Task description →
Rewrite everything from the start of the lines down to the line containing "160 547 L 112", changing "thorny shrub" to "spiny bush" and keeping the rest as is. Leave the pictures out of your answer.

[start of Records provided]

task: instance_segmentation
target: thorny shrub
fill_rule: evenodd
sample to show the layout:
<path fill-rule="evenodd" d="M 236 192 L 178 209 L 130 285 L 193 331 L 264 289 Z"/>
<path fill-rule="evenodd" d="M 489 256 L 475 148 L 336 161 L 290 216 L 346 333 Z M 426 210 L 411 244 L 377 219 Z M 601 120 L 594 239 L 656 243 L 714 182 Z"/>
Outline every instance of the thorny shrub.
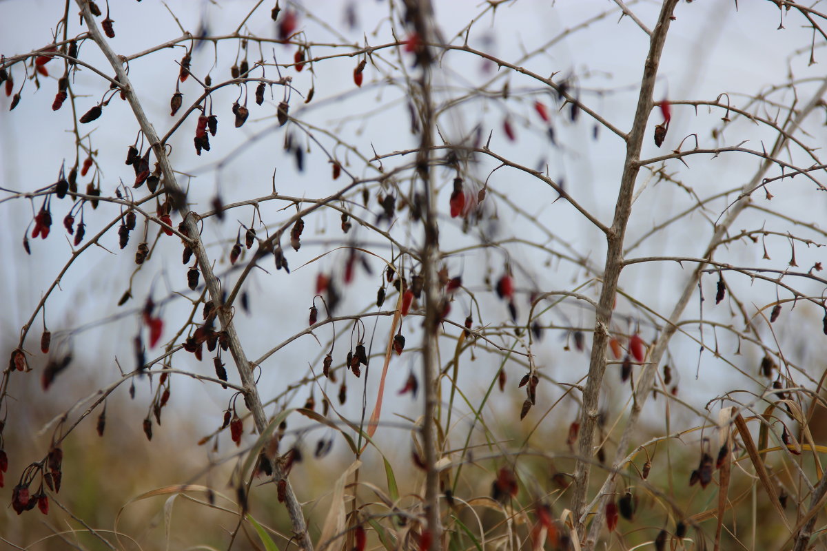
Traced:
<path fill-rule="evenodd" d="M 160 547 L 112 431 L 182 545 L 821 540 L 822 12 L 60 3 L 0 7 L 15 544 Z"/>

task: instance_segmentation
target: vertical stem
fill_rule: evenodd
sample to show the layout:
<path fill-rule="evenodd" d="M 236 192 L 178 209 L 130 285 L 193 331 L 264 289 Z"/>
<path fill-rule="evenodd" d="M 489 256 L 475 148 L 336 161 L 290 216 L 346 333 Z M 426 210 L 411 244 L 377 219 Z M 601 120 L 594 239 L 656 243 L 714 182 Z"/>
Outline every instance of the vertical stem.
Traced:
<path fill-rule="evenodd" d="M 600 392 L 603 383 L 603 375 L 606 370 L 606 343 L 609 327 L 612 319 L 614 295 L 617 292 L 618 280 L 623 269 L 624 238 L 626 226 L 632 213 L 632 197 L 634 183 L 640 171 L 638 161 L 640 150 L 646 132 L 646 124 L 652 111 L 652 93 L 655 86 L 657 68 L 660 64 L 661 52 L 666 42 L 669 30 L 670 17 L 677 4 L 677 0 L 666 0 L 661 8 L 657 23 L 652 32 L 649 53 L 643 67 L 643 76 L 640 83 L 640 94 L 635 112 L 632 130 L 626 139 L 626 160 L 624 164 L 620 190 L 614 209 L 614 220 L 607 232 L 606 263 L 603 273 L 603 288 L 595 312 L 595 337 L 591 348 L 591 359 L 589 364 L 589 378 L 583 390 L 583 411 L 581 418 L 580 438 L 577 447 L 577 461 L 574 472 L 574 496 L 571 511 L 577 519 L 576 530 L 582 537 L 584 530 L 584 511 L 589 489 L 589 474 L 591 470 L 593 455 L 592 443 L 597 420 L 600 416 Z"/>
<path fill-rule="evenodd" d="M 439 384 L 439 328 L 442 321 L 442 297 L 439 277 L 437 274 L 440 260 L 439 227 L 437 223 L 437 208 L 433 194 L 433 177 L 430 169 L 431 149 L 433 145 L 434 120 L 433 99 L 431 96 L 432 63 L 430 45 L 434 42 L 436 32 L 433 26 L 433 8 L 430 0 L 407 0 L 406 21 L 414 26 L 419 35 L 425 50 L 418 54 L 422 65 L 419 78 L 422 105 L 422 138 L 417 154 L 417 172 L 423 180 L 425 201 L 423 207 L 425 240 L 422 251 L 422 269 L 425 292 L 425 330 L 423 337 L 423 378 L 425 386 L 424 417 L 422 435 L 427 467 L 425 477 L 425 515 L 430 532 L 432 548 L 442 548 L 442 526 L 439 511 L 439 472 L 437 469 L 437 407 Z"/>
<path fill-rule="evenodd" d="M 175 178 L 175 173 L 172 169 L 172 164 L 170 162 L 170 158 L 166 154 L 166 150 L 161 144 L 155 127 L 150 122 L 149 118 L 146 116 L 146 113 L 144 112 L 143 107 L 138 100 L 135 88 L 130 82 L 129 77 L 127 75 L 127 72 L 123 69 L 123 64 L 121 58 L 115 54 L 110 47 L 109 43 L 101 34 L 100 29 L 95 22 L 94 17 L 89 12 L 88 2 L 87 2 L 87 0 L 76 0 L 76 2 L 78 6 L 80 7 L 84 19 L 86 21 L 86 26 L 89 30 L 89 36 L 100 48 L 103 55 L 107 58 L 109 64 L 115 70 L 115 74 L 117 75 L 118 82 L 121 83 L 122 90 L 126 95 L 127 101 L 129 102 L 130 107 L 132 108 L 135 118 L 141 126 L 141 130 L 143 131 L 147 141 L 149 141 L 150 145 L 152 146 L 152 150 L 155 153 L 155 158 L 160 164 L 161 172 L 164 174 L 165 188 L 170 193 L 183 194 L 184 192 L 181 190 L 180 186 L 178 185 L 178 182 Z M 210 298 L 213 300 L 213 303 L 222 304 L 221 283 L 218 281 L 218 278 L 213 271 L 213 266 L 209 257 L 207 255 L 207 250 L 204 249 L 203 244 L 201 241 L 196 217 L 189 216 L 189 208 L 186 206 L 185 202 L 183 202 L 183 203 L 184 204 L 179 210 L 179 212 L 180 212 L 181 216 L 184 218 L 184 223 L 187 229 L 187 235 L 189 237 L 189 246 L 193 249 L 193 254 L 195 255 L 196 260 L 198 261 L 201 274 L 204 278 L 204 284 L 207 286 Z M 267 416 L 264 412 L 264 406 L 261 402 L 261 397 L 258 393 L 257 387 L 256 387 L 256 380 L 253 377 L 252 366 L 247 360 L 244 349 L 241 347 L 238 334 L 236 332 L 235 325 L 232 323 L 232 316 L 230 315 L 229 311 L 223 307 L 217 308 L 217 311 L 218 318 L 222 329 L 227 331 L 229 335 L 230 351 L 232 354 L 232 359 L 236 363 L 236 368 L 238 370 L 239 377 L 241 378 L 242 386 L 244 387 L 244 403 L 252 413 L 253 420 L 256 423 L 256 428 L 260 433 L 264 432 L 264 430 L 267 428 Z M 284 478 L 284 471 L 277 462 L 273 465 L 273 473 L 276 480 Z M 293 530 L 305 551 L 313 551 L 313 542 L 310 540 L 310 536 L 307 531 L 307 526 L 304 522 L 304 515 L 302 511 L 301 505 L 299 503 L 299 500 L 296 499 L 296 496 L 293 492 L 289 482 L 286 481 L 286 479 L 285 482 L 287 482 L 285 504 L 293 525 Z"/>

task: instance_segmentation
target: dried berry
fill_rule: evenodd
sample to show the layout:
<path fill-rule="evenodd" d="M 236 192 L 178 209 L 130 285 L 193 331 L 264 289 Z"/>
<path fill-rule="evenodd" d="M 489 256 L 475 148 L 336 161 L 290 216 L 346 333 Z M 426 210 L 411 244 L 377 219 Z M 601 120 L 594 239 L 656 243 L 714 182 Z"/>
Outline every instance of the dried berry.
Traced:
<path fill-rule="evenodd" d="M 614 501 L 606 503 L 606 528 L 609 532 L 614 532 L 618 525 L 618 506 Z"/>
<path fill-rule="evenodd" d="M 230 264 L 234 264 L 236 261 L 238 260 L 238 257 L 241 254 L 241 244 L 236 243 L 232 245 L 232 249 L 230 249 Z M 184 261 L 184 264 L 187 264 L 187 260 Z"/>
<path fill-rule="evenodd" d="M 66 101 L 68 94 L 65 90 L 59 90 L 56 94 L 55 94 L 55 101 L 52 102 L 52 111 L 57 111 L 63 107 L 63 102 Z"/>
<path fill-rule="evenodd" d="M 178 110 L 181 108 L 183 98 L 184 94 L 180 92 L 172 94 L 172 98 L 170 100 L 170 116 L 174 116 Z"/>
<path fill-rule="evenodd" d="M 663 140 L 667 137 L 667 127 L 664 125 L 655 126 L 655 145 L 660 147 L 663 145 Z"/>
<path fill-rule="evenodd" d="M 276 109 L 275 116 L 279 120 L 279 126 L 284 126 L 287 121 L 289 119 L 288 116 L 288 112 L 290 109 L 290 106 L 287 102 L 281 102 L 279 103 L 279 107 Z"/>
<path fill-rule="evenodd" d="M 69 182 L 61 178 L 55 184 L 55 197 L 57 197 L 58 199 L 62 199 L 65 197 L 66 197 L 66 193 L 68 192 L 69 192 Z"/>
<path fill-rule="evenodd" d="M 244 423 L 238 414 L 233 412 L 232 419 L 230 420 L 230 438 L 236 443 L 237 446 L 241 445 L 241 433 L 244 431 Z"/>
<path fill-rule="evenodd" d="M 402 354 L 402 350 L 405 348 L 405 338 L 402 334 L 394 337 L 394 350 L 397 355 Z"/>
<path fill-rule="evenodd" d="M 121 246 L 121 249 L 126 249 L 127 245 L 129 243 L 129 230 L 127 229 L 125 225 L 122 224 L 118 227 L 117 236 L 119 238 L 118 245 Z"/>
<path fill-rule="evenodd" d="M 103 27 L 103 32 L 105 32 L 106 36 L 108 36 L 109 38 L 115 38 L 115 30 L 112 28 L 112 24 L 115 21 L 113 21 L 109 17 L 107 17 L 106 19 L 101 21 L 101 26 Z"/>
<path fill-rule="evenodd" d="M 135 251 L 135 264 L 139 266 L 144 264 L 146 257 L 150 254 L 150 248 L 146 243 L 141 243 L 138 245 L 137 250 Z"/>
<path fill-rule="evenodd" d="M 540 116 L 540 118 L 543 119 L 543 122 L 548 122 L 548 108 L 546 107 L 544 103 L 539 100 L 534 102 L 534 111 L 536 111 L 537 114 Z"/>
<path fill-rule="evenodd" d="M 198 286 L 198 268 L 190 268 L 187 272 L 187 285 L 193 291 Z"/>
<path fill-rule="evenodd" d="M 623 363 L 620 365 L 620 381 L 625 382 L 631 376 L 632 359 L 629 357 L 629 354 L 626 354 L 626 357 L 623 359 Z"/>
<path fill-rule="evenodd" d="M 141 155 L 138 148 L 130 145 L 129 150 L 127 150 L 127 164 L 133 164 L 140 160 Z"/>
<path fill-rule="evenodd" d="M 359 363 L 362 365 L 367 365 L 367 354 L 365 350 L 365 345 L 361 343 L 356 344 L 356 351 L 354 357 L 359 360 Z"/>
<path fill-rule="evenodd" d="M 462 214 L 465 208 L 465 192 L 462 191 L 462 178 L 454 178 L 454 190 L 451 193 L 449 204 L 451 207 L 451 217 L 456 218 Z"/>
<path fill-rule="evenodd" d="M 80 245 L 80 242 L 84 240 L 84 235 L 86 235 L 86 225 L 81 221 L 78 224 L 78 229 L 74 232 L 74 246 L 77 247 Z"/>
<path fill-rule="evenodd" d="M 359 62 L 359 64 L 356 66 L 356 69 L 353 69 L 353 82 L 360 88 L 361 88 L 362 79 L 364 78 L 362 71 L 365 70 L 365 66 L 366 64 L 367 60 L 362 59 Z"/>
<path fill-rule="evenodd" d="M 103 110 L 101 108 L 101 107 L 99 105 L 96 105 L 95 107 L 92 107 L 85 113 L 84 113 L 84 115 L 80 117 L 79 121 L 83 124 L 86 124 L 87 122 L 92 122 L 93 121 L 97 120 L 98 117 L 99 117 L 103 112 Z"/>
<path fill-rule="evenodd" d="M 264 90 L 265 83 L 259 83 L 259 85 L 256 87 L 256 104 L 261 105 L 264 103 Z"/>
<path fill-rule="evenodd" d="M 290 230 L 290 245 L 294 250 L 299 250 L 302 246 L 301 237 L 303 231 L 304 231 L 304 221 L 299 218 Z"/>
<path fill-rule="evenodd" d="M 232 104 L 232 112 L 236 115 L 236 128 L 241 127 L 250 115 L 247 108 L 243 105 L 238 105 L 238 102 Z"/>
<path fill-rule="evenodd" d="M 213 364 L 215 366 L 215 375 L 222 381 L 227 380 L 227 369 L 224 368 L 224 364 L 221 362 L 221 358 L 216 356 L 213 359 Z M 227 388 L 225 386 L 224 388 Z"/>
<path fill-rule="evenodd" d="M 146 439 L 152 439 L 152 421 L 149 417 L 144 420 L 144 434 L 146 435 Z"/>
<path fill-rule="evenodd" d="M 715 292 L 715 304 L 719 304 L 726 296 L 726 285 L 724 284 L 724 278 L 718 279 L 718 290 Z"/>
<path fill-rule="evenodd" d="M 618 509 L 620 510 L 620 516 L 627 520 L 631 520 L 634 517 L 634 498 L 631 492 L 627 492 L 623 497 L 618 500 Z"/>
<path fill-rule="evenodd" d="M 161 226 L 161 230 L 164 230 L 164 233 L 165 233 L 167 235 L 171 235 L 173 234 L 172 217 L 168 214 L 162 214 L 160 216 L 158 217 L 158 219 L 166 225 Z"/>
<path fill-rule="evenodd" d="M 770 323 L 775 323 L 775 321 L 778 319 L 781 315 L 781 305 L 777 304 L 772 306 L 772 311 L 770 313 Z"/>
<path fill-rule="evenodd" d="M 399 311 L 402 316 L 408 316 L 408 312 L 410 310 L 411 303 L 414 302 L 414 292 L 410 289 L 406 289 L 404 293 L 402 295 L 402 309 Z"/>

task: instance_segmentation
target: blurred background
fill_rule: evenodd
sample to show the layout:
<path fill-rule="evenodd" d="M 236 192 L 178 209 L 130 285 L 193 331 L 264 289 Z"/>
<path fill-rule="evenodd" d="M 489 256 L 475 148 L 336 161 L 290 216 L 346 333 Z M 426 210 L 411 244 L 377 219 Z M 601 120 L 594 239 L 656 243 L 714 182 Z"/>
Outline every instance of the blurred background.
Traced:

[end of Records provided]

Full output →
task: instance_segmentation
target: spiny bush
fill_rule: evenodd
sample to show the layout:
<path fill-rule="evenodd" d="M 236 192 L 178 209 L 130 285 L 193 331 L 264 289 Z"/>
<path fill-rule="evenodd" d="M 489 256 L 475 148 L 336 161 L 290 216 L 346 333 Z M 426 210 L 411 244 L 377 219 Z M 601 120 L 594 239 L 656 243 L 714 182 Z"/>
Outline every instance of the spiny bush.
Traced:
<path fill-rule="evenodd" d="M 160 547 L 112 431 L 182 545 L 821 540 L 822 12 L 60 3 L 0 7 L 15 544 Z"/>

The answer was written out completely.